TEXT FOR ANALYSIS |
=== Section Start ===

Tuesday, July 17, 2012

James Dean: A New Film Tells the Sexual Truth

I'm not one for "outing" people after they have died, but at the same time until the lives and successes of gays from past generations becomes common place knowledge among society, it will continue make it easier for our enemies to malign us all collectively as freaks, perverts and whatever other derogatory terms folks in the anti-gay industry dream up.   While James Dean was perhaps not a role model in some ways, he was nonetheless a major stay who became a legend after his untimely death.  Thus, it is appropriate that the general public know the truth about who he was.  A new movie,  Joshua Tree 1951: A Portrait of James Dean, seeks to set the historical record straight.  Here are highlights from The Advocate:

What could possibly be left to say about late screen icon James Dean? After countless books, documentaries, and film bios, director Matthew Mishory thinks there’s plenty. Joshua Tree 1951: A Portrait of James Dean, his feature directorial debut currently making the rounds of film festivals around the globe, offers a breathtaking look at a little-known period in the actor’s life.

=== Section End ===

DATA EXTRACT |
=== Section Start ===

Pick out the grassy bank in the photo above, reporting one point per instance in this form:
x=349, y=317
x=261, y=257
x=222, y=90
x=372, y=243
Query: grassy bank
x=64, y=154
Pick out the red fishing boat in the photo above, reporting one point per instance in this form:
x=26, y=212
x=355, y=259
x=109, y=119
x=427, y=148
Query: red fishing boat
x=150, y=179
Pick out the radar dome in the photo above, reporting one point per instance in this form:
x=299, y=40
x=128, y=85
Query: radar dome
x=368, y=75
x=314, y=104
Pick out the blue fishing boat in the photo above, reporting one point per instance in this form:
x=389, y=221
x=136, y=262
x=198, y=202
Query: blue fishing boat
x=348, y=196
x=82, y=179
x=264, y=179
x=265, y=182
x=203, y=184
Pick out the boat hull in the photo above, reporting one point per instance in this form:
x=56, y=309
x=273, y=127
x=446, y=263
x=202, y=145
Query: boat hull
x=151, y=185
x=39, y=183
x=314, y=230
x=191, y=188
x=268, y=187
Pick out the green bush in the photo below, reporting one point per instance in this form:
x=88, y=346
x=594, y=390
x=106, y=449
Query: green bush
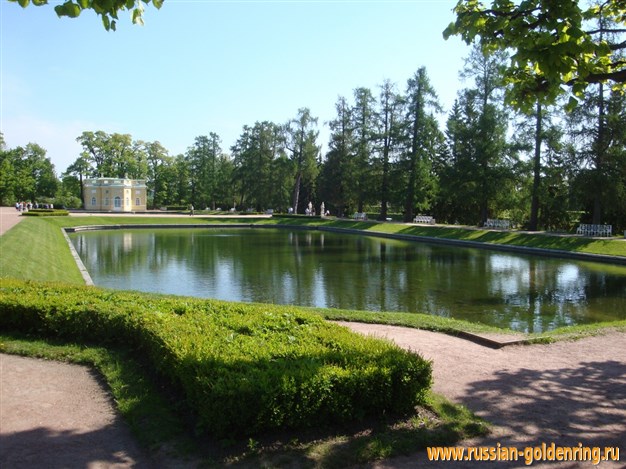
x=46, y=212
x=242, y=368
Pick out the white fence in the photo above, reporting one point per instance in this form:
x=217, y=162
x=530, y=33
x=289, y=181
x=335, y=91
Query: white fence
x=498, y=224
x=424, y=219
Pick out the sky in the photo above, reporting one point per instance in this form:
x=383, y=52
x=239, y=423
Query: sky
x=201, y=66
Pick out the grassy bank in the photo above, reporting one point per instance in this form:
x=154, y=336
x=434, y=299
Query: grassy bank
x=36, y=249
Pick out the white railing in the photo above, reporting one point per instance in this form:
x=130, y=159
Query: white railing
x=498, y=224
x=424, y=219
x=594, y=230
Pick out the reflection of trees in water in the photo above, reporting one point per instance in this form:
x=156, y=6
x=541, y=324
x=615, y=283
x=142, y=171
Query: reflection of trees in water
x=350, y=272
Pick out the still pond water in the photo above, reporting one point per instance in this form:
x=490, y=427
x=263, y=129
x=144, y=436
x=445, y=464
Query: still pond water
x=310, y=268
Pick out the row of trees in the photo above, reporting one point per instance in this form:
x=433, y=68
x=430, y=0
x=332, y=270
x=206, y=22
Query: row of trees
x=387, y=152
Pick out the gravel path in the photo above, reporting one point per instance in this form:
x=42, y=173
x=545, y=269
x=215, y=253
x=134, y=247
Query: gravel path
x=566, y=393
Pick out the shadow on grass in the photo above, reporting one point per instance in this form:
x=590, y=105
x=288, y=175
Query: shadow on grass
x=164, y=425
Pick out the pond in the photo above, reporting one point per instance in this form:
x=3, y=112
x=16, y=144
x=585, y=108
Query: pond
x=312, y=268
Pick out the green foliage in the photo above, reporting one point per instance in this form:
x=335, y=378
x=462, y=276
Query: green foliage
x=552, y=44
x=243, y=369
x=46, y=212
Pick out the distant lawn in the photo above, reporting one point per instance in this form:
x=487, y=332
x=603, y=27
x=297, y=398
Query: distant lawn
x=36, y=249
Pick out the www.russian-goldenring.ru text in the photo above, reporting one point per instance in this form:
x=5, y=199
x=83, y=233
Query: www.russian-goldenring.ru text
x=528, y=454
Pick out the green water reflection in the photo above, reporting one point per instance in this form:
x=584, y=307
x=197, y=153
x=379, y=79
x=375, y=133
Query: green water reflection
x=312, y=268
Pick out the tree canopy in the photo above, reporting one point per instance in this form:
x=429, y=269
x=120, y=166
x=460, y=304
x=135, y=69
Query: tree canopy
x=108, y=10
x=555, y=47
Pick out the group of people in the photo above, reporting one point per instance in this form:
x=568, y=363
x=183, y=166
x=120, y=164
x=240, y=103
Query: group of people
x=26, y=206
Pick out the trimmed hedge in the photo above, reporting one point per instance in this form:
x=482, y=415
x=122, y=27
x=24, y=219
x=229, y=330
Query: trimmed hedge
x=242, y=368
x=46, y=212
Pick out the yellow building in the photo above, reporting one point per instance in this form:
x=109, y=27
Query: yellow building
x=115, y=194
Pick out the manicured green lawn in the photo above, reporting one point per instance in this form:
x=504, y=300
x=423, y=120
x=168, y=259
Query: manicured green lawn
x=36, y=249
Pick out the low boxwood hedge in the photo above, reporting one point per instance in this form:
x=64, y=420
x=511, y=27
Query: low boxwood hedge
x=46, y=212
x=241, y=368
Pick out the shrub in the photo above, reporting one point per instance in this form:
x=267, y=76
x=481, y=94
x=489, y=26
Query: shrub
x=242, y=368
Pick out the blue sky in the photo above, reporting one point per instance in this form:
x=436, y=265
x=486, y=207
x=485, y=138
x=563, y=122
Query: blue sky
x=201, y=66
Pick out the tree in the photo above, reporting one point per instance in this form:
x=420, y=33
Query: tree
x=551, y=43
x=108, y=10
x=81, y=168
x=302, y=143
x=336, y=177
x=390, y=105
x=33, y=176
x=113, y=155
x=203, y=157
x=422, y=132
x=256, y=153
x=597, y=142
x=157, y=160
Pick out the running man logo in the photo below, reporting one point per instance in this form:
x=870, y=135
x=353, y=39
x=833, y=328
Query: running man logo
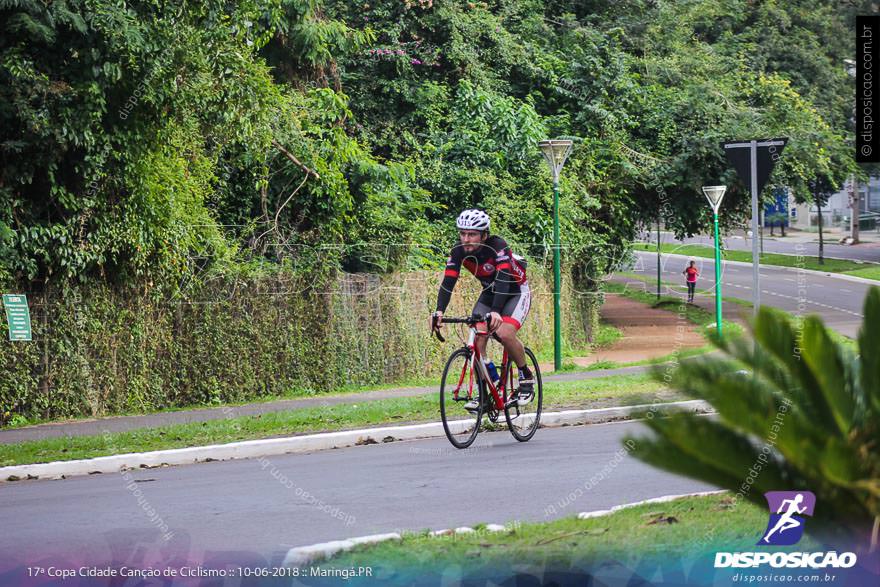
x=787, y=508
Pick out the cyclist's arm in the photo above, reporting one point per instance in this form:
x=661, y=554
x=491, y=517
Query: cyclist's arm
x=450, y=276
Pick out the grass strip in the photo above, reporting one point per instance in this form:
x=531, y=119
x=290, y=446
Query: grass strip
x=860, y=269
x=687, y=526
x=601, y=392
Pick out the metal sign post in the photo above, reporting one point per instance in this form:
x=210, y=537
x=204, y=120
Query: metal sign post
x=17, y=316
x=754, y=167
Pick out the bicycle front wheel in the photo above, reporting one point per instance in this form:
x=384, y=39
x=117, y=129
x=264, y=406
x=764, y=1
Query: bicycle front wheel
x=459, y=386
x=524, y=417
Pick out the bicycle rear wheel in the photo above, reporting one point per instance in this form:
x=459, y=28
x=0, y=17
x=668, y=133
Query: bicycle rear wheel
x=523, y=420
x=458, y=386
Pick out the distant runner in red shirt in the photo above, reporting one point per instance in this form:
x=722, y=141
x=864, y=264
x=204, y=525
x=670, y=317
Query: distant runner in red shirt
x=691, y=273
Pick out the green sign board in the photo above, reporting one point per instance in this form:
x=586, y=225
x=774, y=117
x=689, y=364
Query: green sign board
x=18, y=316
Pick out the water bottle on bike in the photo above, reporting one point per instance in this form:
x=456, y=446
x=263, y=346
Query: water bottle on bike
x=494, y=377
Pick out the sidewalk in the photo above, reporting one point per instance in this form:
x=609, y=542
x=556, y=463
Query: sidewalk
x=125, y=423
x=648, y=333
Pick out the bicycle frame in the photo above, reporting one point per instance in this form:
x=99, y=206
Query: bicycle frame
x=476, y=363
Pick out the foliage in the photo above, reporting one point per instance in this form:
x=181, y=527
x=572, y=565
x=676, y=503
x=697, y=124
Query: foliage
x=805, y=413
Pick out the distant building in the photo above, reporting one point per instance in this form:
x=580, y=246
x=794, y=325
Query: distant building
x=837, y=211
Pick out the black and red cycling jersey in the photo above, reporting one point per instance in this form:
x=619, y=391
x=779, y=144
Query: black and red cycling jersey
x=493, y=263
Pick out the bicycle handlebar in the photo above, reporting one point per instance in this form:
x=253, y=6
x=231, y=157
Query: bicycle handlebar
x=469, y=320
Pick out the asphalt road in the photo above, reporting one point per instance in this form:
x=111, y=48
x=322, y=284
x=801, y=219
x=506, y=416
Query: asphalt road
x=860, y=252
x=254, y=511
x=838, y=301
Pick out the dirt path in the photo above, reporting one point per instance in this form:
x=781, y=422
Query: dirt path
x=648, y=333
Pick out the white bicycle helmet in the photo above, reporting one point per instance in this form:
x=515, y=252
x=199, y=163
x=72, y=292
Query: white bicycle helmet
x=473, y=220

=== Section End ===

EXERCISE REQUIREMENTS | In the post about James Dean, who directed the film Joshua Tree 1951: A Portrait of James Dean?

EXERCISE ANSWER | Matthew Mishory